Task to carry out ::
Retype the tail of the data exactly, starting at the line containing "of the white" and stopping at the last line.

───── Listed records

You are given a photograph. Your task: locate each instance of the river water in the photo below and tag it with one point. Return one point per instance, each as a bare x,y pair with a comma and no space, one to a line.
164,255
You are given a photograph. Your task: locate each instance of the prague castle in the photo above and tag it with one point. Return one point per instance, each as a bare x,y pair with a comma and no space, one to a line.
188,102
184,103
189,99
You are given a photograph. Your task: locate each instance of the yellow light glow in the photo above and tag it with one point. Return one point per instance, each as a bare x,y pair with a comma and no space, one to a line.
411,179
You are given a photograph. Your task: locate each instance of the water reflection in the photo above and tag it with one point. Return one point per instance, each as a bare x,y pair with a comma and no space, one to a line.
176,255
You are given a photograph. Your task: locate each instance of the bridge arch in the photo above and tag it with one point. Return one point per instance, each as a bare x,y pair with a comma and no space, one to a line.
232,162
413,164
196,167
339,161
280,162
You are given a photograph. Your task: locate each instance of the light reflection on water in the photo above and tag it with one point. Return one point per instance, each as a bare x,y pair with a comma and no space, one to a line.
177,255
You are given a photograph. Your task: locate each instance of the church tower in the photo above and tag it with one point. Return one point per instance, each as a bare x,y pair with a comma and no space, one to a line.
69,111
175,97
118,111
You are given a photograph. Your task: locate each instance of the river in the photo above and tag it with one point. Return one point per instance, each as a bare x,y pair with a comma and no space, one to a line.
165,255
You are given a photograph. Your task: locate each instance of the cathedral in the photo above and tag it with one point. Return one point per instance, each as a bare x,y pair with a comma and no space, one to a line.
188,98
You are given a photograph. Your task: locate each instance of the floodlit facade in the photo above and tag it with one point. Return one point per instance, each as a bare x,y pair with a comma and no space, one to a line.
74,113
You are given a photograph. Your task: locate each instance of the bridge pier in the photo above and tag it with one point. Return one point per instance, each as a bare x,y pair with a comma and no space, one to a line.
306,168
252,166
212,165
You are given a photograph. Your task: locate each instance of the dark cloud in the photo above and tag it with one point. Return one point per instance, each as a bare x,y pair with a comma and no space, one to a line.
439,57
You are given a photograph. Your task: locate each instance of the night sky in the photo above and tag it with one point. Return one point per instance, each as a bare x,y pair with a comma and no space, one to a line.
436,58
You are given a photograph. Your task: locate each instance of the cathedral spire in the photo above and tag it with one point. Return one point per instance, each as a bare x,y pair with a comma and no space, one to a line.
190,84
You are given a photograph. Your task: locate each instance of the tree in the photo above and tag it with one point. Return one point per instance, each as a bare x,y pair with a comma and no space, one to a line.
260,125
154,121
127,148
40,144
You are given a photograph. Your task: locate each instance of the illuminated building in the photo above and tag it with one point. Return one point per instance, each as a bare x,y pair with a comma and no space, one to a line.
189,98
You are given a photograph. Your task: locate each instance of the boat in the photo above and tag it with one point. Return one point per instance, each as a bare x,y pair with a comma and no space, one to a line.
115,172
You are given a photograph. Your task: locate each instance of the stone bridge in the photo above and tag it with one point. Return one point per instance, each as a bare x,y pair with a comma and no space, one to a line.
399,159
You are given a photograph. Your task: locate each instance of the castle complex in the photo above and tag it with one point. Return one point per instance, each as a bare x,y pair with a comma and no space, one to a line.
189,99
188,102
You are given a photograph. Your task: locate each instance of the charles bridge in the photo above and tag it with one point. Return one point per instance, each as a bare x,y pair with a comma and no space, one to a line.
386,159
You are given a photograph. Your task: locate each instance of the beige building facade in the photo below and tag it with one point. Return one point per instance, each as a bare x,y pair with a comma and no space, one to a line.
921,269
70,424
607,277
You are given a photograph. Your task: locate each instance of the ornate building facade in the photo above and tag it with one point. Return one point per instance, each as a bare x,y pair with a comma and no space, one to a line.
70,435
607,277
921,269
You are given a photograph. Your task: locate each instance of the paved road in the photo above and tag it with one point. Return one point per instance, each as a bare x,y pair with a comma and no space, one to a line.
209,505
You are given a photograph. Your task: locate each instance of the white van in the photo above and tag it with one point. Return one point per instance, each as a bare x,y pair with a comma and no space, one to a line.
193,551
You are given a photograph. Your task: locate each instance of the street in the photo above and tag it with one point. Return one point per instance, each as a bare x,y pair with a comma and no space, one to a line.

──────────

Full output ::
You are given a photograph. Your task: locate each instance of the white van in the photo above and tag it with one point. Return one point per instance, each as a bare x,y pair with a comma and no space, one to a line.
193,551
You are given a photograph. Your task: locate each instance of the street in the photo above and tag it with one point. Return one point per instance, each as a bare x,y pair with a comma and no space, one to a line.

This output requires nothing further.